● **Provided records**
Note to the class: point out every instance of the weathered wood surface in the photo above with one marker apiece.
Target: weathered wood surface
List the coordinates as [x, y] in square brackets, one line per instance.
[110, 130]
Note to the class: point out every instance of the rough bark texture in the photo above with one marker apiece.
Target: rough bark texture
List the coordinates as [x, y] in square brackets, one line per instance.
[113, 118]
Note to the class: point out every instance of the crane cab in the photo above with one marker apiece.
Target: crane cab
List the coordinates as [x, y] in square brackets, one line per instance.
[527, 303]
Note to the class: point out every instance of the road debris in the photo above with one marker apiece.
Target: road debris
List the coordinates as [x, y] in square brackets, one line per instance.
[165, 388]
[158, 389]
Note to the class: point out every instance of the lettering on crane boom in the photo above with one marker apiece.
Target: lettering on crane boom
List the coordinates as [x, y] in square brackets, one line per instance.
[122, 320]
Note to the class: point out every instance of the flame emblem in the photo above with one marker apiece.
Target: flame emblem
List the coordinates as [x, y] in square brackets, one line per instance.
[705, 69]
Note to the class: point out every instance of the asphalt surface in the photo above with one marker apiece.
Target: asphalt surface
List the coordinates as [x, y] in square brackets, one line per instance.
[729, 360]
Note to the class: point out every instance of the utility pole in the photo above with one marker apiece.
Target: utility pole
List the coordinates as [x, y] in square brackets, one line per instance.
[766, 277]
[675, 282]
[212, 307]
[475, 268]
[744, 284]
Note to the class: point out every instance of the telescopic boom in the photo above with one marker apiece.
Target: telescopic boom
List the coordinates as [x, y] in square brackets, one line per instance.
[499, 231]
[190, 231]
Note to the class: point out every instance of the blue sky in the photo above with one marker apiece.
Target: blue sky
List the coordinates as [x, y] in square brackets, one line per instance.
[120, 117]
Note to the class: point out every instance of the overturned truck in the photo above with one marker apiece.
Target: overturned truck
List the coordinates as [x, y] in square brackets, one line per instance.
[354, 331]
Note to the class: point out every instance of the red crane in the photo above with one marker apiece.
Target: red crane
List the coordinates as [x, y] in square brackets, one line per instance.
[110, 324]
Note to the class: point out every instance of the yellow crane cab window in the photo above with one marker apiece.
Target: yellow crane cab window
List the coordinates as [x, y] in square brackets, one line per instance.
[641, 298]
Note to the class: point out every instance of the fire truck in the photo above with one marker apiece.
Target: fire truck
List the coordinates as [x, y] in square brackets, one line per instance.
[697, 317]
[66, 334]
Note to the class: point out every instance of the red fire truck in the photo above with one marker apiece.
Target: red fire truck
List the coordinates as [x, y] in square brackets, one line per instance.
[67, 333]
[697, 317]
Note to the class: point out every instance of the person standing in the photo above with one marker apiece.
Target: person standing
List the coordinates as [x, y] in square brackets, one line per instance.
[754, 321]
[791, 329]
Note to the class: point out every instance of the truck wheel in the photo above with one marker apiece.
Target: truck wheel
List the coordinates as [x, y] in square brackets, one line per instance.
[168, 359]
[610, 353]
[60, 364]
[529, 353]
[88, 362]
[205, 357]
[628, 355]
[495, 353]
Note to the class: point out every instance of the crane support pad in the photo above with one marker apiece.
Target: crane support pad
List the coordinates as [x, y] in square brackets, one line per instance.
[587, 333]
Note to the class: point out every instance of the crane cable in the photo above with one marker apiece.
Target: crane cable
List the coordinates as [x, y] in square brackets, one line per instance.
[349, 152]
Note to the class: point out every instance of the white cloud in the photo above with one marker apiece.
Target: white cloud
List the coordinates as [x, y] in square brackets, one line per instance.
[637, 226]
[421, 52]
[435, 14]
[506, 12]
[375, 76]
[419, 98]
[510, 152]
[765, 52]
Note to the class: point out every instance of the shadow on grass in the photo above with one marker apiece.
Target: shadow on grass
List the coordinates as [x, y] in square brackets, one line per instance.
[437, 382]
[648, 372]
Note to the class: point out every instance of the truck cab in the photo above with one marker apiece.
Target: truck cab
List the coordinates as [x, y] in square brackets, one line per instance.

● **Directions for this task**
Write out only what runs from the line holding "Note to the class: point out every instance of the fire" through the last line of the records, exactly as shown.

● **Answer to the task**
Note to the class: point out every instance of the fire truck in the photo above with one marker apiece.
Target: fire truck
List the coordinates as [x, y] in square brackets, one line per instance.
[697, 317]
[66, 334]
Note to the class: point out every instance of the red fire truck in the photo above with one marker apiece.
Target: red fire truck
List the coordinates as [x, y] in square brackets, one line per instance.
[67, 333]
[697, 317]
Note to the class: point out every instance of the person standing in the photo above with one marker apiece.
Target: person standing
List the coordinates as [x, y] in square brackets, one line per instance.
[754, 321]
[791, 329]
Note to the class: point out every instance of the truck wheel in the photo above with one marker apiece.
Target: truck wheel
List the coordinates as [x, y] in square brackets, one line per instance.
[168, 359]
[610, 353]
[60, 364]
[529, 353]
[88, 362]
[205, 357]
[628, 355]
[495, 353]
Note to the class: point out every instance of the crane support pad in the photo above with one marker apiece.
Target: crane support pad
List the coordinates as [x, y] in square brackets, one line per instance.
[587, 333]
Note to the class: point out every instance of the crane cable in the photo above with one marker apiece.
Target: crane cable
List the coordinates as [x, y] in square brackets, one line per instance.
[349, 152]
Note to the class: point out every instance of the white cloud in the photo above with one marker apiece.
Target: white cloud
List the coordinates as [x, y] in square brackets, one line per instance.
[637, 226]
[421, 52]
[435, 14]
[506, 12]
[375, 76]
[419, 98]
[510, 152]
[765, 52]
Note to the class: point out every instance of the shadow on grass in the photo above with one marker apiece.
Target: shadow on grass
List the coordinates as [x, y] in square brackets, one line per instance.
[437, 382]
[648, 372]
Note to the class: point out every instance of the truck cab in the photo above with one marker apiece.
Target: truck cab
List the coordinates as [x, y] in square brackets, one line per instance.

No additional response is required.